WRITTEN TASK - Write out the stretch of the material from the line containing "# for each instance of the green" through the end of the material, keeping every line, with each coordinate in the answer points scaled by 1.45 and rounded to a whole number (halves round up). Leave the sample output coordinates and all other text unchanged.

** Begin DATA SUPPLIED **

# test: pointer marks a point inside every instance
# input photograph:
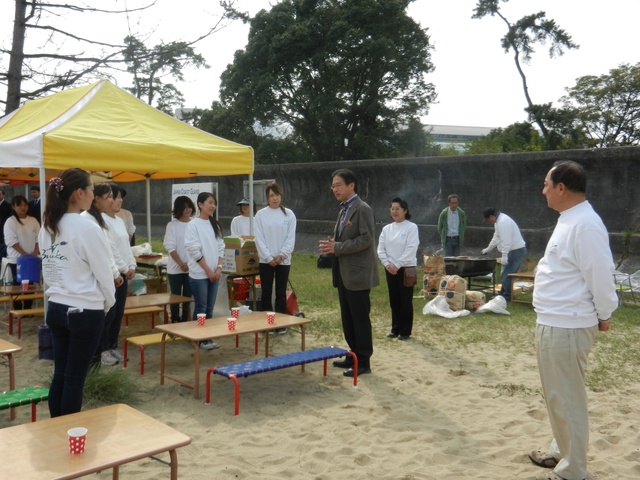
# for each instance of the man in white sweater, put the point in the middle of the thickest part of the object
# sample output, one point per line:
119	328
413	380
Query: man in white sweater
574	298
508	239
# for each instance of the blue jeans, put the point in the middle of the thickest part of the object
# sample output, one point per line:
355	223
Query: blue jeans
514	259
75	338
179	284
204	296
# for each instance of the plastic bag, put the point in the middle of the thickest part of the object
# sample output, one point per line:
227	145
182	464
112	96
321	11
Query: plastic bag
496	305
439	306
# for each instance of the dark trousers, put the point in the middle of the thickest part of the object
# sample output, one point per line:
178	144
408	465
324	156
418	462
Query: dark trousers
355	307
401	303
75	339
267	276
114	318
179	284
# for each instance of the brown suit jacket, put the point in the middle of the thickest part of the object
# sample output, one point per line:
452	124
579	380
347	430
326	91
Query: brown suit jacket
355	249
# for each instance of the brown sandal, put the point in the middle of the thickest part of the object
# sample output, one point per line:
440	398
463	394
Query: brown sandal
542	459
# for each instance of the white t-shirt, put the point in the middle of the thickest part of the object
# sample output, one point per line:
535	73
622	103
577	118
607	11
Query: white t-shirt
75	266
275	234
174	242
200	241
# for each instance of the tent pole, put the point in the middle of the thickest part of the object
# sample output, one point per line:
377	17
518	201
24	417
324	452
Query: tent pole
251	232
148	192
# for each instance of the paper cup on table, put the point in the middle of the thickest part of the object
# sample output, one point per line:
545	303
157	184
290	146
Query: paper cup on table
77	439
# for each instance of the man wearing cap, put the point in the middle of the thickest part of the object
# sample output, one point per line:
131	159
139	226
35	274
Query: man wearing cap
34	205
241	225
508	239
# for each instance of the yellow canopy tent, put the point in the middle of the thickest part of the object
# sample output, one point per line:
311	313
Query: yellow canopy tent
105	130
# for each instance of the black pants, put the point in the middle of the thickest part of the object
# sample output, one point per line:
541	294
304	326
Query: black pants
355	306
401	303
267	276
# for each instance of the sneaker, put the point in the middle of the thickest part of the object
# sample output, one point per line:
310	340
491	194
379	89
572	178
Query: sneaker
209	345
115	353
106	358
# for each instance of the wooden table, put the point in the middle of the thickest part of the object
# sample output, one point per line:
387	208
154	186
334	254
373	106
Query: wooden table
14	292
118	434
7	349
529	276
215	328
157	300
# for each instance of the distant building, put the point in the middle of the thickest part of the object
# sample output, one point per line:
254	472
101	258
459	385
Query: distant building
454	135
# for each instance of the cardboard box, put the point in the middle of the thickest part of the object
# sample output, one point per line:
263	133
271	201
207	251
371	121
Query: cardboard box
240	256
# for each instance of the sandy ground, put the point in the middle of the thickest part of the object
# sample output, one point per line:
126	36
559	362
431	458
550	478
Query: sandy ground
424	413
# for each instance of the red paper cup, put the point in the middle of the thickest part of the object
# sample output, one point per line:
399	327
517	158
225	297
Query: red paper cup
77	439
271	318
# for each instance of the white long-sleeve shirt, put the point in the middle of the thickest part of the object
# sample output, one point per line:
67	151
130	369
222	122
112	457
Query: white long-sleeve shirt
574	284
174	242
507	236
119	241
398	244
75	266
115	273
275	234
24	234
200	241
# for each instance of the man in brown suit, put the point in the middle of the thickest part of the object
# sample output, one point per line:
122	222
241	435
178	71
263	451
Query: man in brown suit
355	269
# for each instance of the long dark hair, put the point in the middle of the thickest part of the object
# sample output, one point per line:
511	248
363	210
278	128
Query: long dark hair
180	204
15	201
99	189
58	196
202	197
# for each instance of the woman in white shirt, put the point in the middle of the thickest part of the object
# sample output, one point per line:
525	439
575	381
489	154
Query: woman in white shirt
21	238
79	286
126	263
241	225
205	248
178	262
275	228
397	249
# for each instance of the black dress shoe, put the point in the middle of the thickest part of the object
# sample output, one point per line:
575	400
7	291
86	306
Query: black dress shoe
348	363
361	371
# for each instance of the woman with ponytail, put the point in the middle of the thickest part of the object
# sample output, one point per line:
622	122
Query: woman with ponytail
205	248
78	285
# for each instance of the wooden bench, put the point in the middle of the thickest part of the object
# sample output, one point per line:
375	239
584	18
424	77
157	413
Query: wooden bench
253	367
25	396
144	341
141	311
21	313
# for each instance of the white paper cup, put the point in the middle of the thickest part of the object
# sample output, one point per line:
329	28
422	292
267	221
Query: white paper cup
77	439
271	318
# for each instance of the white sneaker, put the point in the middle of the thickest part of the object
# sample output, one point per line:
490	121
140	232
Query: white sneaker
106	358
115	353
209	345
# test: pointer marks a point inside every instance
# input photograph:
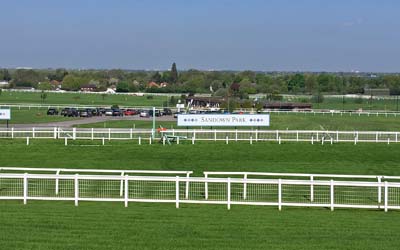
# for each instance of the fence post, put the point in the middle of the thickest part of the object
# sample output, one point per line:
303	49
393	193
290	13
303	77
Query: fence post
312	188
187	186
279	194
76	182
245	187
121	186
126	191
177	192
386	196
57	181
379	189
25	188
332	195
206	186
229	193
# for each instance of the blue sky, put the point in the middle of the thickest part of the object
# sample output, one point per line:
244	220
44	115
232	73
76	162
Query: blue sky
256	35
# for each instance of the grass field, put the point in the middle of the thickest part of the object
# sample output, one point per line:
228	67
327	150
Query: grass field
287	121
101	225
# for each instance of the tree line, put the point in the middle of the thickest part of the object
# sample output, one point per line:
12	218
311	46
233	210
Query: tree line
219	83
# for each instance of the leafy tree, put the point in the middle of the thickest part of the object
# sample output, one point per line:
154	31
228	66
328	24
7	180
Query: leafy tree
122	87
174	73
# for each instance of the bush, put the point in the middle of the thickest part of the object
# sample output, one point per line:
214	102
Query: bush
318	98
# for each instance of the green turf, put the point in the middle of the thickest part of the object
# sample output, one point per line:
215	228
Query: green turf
102	225
81	98
286	122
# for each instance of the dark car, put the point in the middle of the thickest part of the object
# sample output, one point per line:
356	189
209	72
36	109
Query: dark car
52	111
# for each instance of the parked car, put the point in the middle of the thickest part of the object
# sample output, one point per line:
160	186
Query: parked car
52	111
144	113
108	112
117	112
130	112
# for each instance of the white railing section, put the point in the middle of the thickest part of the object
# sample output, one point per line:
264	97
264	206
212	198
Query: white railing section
192	135
227	191
62	171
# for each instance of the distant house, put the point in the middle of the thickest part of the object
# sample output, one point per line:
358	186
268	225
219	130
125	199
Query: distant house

** End DATA SUPPLIED **

TASK OUTPUT -
# for each instance of the green turf, put the point in the middle of the thickest part of the object
# sample output, one point per line:
215	228
Query: green turf
148	326
117	142
415	177
# for each instance of the dark car, put the point in the middle of the thickest part of the object
# sample output, one point per line:
356	189
209	72
36	109
Query: dark car
75	161
# for each instance of the parked car, put the point in the middle of the thickest part of the object
# sample output, one point per line:
160	186
Query: parked car
75	161
209	164
157	162
170	162
189	162
# for each instance of the white railing section, put the point in the middle of the thickest part of the object
# sample output, one point per line:
264	97
264	206
212	198
Query: white railing section
278	196
329	277
90	248
# for each instance of the distant house, put the point in the middle of the thickest part of the object
# sample output, one point per line:
358	186
268	225
219	130
125	199
Query: distant house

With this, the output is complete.